### SOURCE PASSAGE

☆ ☆ ☆ ☆

With multiple choice answers, read carefully to discover if you need two answer which COMBINE to make one solution. Or alternatively, whether each answer represents a complete solution. In other words be clear if the questions asks for two parts making one solution, or if there are two ways of solving the problem.
An example of the two part question is, ‘How would you create a mirror set? Answers: a) Convert to Dynamic disk, b) Configure Raid 1. An example of the second type with two separate methods is, Question: ‘How would you configure name resolution, give two services’. Answers: a) WINS and b) DNS.
Where you see the phrase, ‘Minimal Administrative Effort’ this is exam speak for there are two answers, but one is long-winded while the other is neat, quick and elegant. So narrow down the answers two which are really saying the same thing, then choose the quicker, faster, or more efficient alternative.
Book the Exam
Have you noticed that much of this advice is simple common sense? And of all my tips ‘Book the Exam’ has to be the easiest one to complete. However, it amazes me how many of the people that I try and help fall down on this simple task. So, pick up that phone, dial that VUE number. Or visit the Prometric web site.
Get practice Questions
In addition to taking 22 MCP’s exams myself, I have helped over 100 candidates to prepare for Microsoft exams. Everyone uses practice questions. Now I do declare an interest and freely say that I sell practice exam questions. If you like my philosophy of getting you started, then these are the test questions for you.
My final reason for charging a modest $4.95 is not just to make money, but to get you to regard practice questions as valuable resources. Too many people rush through practice questions, make wild guesses and get the question wrong. It all ends in tears, they neither learn about exam technique, nor the topic in hand.
With all the practice questions that you beg, borrow or buy from me, take your time. There is no rush. Better to mull over the question for 2/3 minutes, than to race through 5 questions and get into sloppy reading habits. Regard each exam question as a murder mystery, where your job is to be Hercule Poiret or Lieutenant Columbo and unearth clues as to who killed the server. Was it :
Mr A with a network card
Ms B with memory chip
Psycho C with a sledge hammer
Dr D with a hard drive
Answer : Psycho C with a sledge hammer!

☆ ☆ ☆ ☆

Source data:
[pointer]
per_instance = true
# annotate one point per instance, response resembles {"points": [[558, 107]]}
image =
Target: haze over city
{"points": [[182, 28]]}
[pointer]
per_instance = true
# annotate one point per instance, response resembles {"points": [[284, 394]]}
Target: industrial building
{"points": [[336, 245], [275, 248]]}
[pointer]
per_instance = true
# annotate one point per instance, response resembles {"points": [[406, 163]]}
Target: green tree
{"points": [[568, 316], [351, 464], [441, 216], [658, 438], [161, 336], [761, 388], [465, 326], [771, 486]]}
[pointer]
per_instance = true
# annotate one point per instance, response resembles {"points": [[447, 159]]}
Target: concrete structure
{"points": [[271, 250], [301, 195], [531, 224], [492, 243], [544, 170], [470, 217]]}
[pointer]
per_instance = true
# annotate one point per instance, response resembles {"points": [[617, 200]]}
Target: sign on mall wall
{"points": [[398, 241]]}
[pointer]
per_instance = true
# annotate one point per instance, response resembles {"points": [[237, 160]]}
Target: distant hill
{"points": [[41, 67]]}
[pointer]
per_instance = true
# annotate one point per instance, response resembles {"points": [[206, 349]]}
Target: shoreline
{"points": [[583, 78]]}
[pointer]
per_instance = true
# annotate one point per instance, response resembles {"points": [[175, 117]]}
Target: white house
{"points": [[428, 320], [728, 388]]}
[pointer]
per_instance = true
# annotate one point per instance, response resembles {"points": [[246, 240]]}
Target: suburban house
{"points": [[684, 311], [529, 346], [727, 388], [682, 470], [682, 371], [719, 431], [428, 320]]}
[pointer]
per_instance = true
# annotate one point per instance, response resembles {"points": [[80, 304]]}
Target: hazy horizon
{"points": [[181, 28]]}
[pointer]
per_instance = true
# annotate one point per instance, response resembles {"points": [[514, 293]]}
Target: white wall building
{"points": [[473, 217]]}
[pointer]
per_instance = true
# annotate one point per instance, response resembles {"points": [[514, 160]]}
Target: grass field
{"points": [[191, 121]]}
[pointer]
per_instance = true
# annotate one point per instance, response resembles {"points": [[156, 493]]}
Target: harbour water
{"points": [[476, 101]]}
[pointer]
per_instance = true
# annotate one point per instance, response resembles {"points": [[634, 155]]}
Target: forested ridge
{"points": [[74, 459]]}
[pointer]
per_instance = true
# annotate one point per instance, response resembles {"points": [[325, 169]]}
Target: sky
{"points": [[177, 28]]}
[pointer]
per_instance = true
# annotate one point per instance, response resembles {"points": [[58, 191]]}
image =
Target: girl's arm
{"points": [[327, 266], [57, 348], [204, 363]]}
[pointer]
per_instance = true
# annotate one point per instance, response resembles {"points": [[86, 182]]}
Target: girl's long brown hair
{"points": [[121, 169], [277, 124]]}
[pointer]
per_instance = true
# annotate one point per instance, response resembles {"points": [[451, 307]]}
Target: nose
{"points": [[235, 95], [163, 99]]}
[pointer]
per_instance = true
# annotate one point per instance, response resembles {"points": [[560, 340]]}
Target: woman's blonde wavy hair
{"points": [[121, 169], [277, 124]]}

☆ ☆ ☆ ☆

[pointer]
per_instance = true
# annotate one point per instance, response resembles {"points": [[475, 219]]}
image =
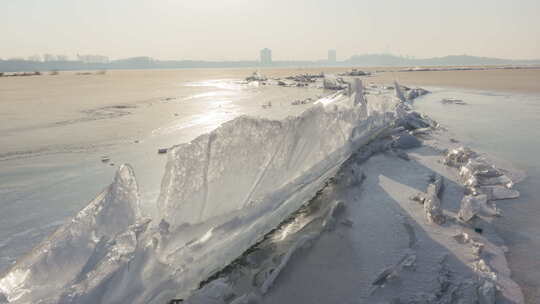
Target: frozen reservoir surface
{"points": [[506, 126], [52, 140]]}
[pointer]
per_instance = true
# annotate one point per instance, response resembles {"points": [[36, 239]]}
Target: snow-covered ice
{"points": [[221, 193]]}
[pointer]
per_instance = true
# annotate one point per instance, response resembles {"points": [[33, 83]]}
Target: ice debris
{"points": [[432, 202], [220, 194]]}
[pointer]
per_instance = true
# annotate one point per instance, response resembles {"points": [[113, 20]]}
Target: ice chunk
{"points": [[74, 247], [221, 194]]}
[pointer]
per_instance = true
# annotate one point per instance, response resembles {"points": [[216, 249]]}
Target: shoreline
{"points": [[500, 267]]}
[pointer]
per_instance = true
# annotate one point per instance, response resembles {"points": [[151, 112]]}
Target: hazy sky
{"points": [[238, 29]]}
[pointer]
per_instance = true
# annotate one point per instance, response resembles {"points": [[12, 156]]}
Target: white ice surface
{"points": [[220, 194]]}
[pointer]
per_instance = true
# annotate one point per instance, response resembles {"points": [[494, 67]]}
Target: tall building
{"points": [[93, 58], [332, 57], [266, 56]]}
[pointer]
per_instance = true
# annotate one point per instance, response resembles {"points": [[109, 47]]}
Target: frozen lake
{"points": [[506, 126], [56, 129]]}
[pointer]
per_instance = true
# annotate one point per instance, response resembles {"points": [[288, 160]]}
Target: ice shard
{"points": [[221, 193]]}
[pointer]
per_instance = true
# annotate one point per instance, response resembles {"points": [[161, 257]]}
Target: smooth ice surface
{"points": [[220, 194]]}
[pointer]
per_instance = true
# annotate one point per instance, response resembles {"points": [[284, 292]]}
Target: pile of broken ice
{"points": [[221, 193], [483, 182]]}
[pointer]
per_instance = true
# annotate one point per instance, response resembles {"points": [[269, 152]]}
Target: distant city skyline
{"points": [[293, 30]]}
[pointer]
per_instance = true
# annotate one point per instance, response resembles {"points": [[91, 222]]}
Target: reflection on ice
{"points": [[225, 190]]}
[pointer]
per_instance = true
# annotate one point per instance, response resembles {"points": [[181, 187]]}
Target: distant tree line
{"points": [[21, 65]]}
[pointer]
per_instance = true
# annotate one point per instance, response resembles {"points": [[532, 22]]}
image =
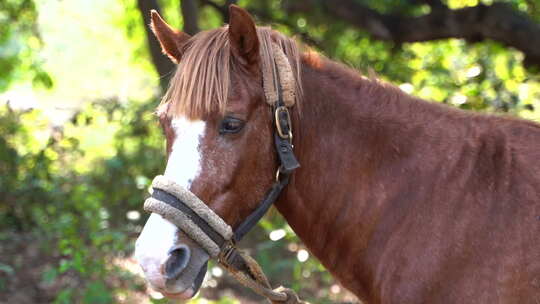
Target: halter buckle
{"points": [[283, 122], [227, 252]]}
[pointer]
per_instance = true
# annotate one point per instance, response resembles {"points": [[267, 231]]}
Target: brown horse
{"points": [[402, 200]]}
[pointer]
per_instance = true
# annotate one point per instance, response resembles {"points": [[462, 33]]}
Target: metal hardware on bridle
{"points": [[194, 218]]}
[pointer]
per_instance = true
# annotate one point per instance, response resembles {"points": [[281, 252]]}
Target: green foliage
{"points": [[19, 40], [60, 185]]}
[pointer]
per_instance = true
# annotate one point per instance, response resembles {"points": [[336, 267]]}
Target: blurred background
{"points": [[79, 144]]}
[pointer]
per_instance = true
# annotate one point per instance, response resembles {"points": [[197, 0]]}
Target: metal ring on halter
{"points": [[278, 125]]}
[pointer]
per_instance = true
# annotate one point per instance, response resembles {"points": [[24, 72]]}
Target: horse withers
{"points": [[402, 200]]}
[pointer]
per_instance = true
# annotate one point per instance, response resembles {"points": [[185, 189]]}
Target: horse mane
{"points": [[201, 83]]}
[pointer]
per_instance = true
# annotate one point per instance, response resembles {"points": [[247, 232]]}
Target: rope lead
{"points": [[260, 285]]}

☆ ☆ ☆ ☆

According to the exam tips passage, how much does the writer charge for practice exam questions? The items are not needed here.

### RESPONSE BELOW
A modest $4.95.